*TEXT BLOCK*:

——————

When I was a teenager, there was a popular program being taught to youth groups called True Love Waits. It taught about God’s design for sex to be within marriage and emphasized the blessings of waiting till you were married to enjoy these benefits and the dangers of not waiting. While this is good and right, many teens walked away from that teaching (or similar ones) thinking that as long as they didn’t have sex before they were married, then everything was fine—they had achieved the golden standard of purity. But purity is so much more than saving sex for marriage.

If you’re like most teens, your skin is already starting to crawl at the thought of your parents talking to you about this stuff. But there is great benefit and blessing in hanging in there and considering these things seriously. Yes, I’m going to talk a little bit about the physical (in PG terms, of course), but I’m also going to go beyond the surface and talk about the heart.

——————

*ENTRIES*:

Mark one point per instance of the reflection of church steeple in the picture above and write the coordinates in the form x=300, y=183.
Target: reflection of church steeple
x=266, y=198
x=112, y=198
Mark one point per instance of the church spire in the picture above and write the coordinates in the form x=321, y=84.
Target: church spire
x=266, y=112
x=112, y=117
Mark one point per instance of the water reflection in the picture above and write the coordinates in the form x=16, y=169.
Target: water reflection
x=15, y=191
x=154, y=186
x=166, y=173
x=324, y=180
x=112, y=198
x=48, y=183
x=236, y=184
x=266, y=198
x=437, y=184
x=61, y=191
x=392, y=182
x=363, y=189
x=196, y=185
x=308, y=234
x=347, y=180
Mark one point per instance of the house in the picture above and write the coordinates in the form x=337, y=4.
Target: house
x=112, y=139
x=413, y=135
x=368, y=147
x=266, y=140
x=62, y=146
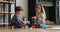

——————

*WORK INSTRUCTIONS*:
#1 Using the passage on purity, mark each statement yes or no and quote the words that decide it. (a) True Love Waits was a program taught to youth groups. (b) The writer holds that purity means only saving sex for marriage. (c) The writer plans to discuss only the physical side.
#2 According to the passage on purity, what did the True Love Waits program teach or emphasize? List each item.

*RESULTS IN ORDER*:
#1
(a) Yes: "there was a popular program being taught to youth groups called True Love Waits"
(b) No: "But purity is so much more than saving sex for marriage."
(c) No: "but I’m also going to go beyond the surface and talk about the heart"

#2
- God’s design for sex to be within marriage
- The blessings of waiting till you were married to enjoy these benefits
- The dangers of not waiting